Return each line of the entries below in which the word "point" appears.
BEGIN INFORMATION SHOWN
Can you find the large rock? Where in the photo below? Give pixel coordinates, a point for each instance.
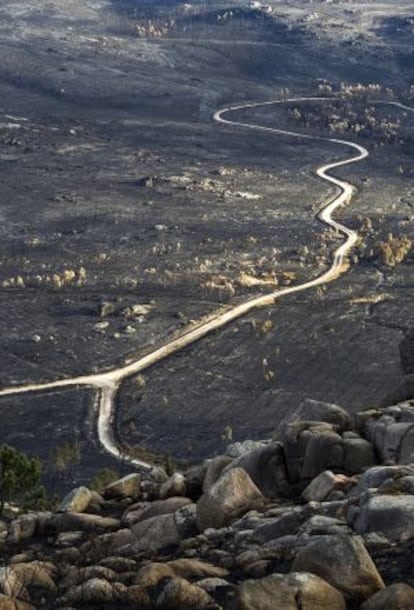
(407, 352)
(310, 448)
(155, 534)
(398, 596)
(152, 573)
(9, 603)
(266, 466)
(374, 477)
(76, 501)
(287, 592)
(389, 515)
(36, 574)
(94, 591)
(127, 487)
(359, 454)
(233, 494)
(238, 449)
(10, 584)
(215, 468)
(64, 522)
(287, 523)
(316, 410)
(179, 594)
(194, 568)
(162, 507)
(323, 485)
(175, 486)
(75, 576)
(344, 562)
(391, 430)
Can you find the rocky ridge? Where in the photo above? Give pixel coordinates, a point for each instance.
(322, 518)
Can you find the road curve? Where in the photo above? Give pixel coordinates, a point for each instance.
(107, 383)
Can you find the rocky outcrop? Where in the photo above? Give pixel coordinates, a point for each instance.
(288, 592)
(320, 519)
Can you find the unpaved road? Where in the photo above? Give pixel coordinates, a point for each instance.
(107, 383)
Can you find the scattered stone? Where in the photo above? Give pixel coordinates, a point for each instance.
(323, 485)
(344, 562)
(179, 593)
(389, 515)
(175, 486)
(127, 487)
(287, 592)
(233, 494)
(398, 596)
(155, 534)
(76, 501)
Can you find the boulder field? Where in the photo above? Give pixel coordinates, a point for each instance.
(320, 519)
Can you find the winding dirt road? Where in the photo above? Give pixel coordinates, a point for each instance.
(107, 383)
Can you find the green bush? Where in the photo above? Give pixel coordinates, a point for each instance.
(20, 479)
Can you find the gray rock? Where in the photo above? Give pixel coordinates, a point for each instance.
(10, 603)
(388, 515)
(233, 494)
(310, 448)
(162, 507)
(127, 487)
(76, 501)
(64, 522)
(398, 596)
(179, 593)
(236, 450)
(215, 467)
(316, 410)
(10, 584)
(93, 591)
(359, 454)
(186, 520)
(194, 478)
(155, 534)
(321, 525)
(375, 476)
(36, 574)
(288, 523)
(267, 468)
(324, 484)
(175, 486)
(286, 592)
(344, 562)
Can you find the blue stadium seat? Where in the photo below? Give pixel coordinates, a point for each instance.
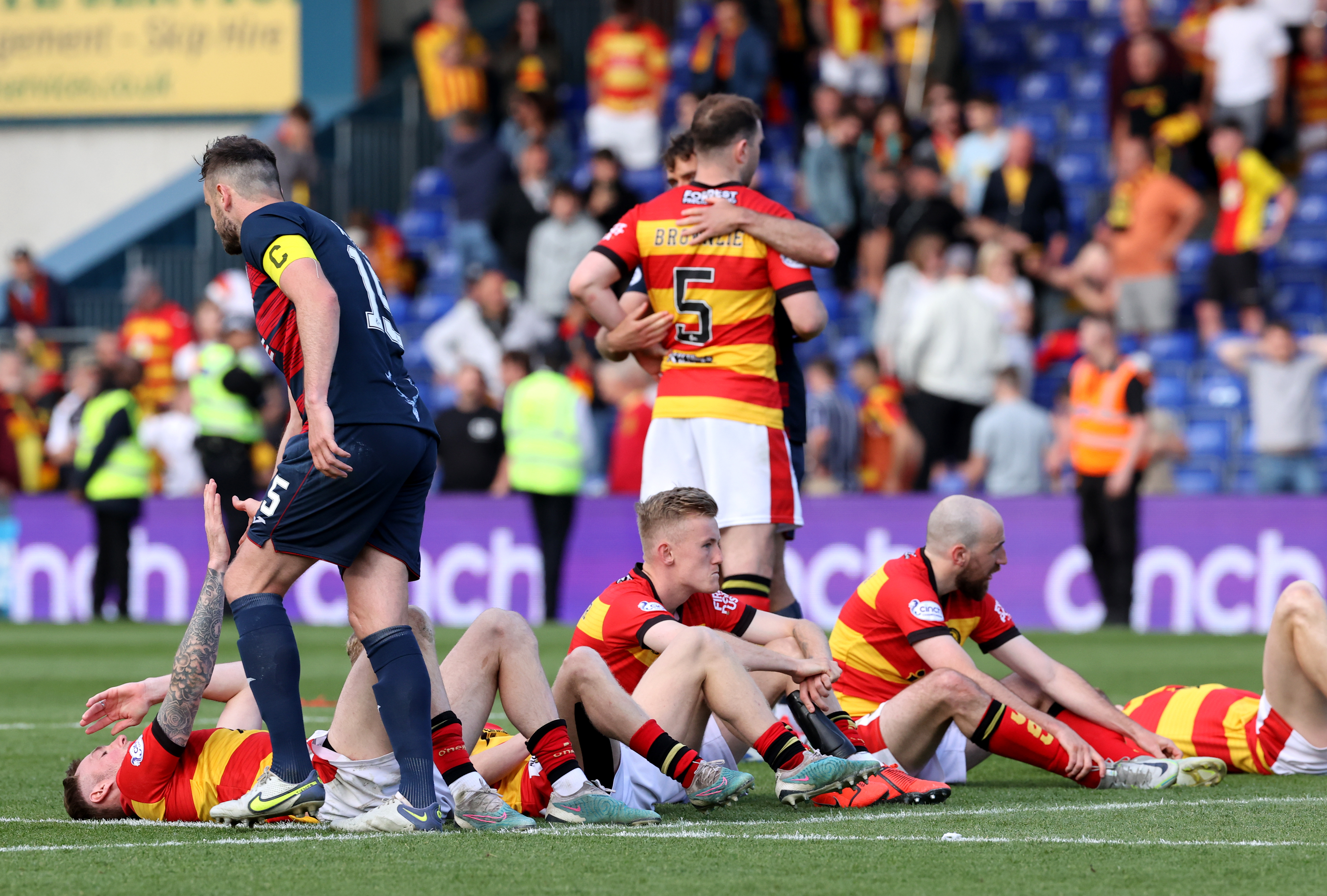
END INFORMATION SHOWN
## TASK RESPONSE
Can you find the large rock? Where in the photo below? Give pixel coordinates, a point for each instance.
Can you find the rocky ridge? Where in the photo above? Give pixel coordinates, a point for each instance.
Can you find the road curve? Where in the photo above? Give pixel coordinates, a point for each instance.
Can you find the rocky outcrop? Where in the photo above? Give pixel coordinates, a point for each instance.
Can you find the unpaved road? Where in the photo above? Give pixel coordinates, a point for each instance.
Can you find the scattered stone? Where in the photo above? Give pixel coordinates, a point for each instance.
Can you find the boulder field? Where in the photo above? Give pixel coordinates, a point for each instance.
Can you find the winding dirt road? Where in the photo above? Give pixel coordinates, a point for each instance.
Can you find the green bush? Where in the photo above? Give pixel coordinates, a point for each instance.
Can you find the gray rock? Where in the photo above? Give pixel coordinates, a point for each instance.
Can you find the blue stadium seat? Where in the photo below? Give pixel coordinates, a point for each instance.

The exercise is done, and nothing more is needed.